= Opdracht =
Beantwoord de volgende vragen over de leestekst over stressproeven bij ratten:
(a) Waarin werden de ratten opgesloten om stress op te wekken?
(b) Over welke periode werd bloed afgenomen?
(c) Welke twee reservoirs van immuuncellen worden genoemd?

= Leestekst =
========================================

De experimenten in deze studie werden uitgevoerd op ratten, die Dhabhar aan lichte stress blootstelde door ze (voorzichtig, en met volledige ventilatie) op te sluiten in doorzichtige plexiglas behuizingen om stress te induceren. Hij nam verschillende keren bloed af over een periode van twee uur en mat voor elk tijdstip de niveaus van drie belangrijke hormonen – noradrenaline, epinefrine en corticosteron (het rat-analoog van cortisol bij de mens) – alsmede van verschillende soorten immuuncellen in het bloed.
Wat hij zag was een patroon van zorgvuldig gechoreografeerde veranderingen in de bloedspiegels van de drie hormonen, samen met de beweging van veel verschillende subsets van immuuncellen van reservoirs zoals de milt en het beenmerg naar het bloed en, tenslotte, naar verschillende “frontlinie” organen.

========================================

= Aangeleverde gegevens =
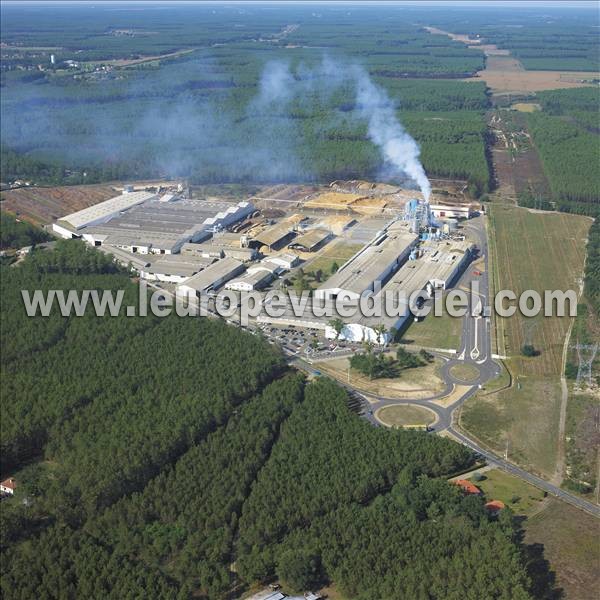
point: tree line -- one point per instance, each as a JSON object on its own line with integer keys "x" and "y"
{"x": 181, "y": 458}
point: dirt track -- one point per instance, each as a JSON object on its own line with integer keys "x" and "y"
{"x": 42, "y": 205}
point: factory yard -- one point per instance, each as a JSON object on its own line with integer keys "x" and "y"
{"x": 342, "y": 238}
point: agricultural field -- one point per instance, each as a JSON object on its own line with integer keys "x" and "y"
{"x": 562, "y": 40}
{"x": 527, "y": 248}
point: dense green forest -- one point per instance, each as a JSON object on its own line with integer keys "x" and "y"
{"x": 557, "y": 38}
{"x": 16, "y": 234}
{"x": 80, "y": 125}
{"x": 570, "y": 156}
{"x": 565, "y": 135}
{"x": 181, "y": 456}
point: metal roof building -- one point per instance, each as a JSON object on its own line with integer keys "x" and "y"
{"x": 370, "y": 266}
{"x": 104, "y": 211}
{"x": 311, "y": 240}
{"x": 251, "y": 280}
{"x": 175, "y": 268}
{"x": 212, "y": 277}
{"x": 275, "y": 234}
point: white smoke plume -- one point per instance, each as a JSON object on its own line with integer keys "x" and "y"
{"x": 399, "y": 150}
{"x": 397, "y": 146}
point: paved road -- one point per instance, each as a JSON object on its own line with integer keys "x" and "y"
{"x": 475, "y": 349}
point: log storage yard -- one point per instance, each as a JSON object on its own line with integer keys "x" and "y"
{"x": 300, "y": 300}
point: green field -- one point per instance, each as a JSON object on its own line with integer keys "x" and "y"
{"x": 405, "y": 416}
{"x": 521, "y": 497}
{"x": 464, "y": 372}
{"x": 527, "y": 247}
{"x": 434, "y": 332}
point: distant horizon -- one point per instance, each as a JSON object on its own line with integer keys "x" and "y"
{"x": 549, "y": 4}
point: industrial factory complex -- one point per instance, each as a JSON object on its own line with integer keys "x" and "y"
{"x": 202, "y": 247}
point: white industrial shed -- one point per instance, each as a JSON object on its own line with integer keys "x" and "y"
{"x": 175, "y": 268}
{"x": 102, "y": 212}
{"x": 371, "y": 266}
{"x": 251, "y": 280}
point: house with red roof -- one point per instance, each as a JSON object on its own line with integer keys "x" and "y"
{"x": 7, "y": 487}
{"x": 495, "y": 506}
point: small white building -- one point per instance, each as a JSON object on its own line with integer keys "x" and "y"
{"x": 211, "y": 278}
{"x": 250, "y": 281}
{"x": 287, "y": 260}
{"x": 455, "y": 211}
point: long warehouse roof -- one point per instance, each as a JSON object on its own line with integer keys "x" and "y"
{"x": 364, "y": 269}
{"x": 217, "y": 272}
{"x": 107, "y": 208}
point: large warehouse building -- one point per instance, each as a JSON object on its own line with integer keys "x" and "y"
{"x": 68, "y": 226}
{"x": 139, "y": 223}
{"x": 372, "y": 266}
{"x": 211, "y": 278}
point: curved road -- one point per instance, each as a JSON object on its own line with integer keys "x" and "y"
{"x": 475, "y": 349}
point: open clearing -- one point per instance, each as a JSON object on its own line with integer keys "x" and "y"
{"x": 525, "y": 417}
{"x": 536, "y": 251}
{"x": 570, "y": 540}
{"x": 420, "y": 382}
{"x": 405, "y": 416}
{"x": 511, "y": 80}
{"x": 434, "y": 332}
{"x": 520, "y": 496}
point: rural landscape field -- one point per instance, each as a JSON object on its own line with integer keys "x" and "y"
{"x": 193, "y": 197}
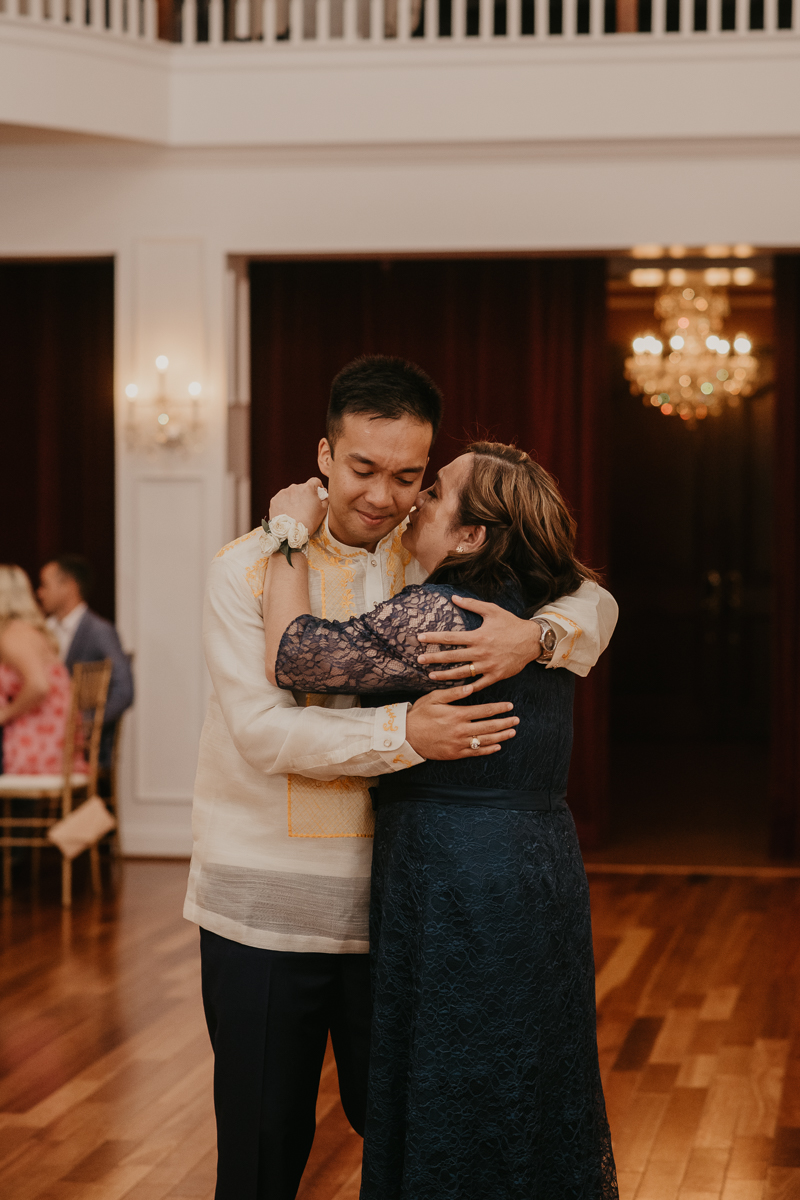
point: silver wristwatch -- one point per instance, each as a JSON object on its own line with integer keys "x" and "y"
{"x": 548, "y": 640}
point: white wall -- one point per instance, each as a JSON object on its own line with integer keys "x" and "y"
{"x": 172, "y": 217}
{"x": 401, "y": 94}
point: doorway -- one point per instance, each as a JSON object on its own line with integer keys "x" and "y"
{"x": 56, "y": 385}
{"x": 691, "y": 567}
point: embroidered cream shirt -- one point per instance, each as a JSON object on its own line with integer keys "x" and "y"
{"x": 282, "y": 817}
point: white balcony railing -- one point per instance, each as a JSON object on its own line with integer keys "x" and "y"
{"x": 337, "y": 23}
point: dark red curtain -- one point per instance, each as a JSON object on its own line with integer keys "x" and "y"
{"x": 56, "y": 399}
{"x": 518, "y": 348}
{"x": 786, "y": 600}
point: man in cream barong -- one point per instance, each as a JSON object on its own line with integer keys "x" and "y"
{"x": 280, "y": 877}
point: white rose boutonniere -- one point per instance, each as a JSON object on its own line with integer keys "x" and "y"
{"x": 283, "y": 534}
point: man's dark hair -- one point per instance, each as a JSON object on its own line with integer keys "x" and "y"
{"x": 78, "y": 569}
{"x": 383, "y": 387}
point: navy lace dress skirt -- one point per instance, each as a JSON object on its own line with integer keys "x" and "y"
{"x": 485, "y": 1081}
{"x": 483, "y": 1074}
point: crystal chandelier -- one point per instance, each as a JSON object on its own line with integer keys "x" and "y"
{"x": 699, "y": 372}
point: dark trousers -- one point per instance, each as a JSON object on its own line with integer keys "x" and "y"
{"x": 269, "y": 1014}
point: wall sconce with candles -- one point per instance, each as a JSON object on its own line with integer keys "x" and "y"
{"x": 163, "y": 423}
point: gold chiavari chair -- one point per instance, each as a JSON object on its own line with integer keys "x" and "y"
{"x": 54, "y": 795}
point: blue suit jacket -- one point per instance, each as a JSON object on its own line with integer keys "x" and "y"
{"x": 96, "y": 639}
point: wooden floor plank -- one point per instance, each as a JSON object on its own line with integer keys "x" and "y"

========================================

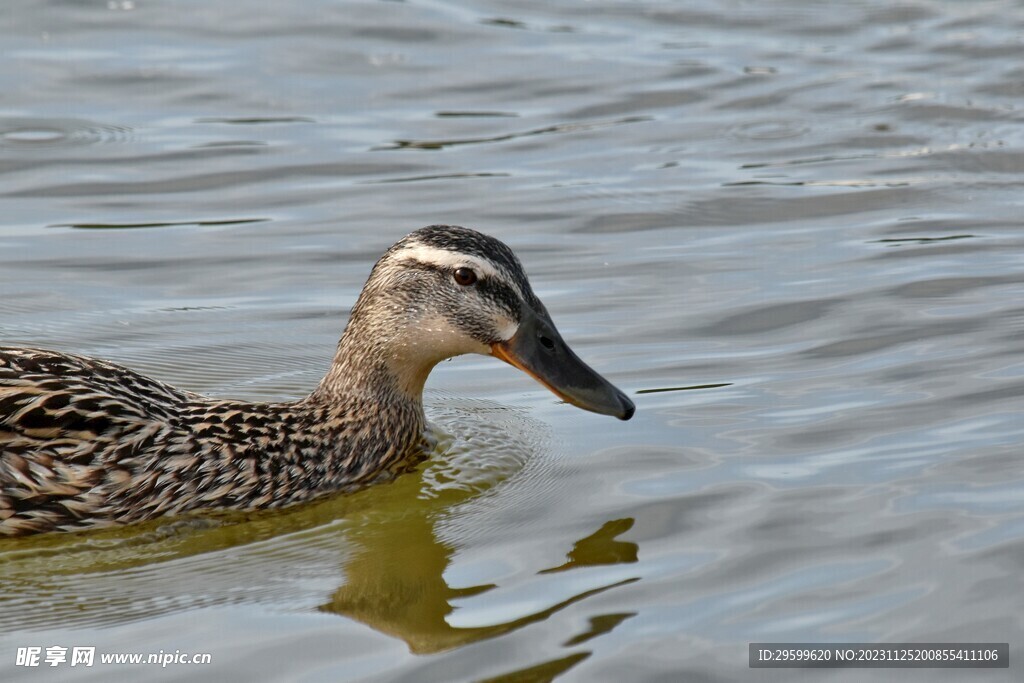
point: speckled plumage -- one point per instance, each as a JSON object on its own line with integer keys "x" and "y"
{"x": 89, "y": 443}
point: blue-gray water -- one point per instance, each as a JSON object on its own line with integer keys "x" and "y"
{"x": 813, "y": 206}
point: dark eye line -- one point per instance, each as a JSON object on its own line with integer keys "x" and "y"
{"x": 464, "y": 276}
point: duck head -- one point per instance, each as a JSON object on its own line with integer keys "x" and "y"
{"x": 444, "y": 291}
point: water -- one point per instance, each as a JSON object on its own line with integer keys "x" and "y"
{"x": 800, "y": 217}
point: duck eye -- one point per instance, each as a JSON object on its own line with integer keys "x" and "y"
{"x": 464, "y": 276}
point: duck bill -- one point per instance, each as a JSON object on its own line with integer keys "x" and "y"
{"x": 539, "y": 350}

========================================

= Antwoord =
(a) In doorzichtige plexiglas behuizingen.
(b) Over een periode van twee uur.
(c) De milt en het beenmerg.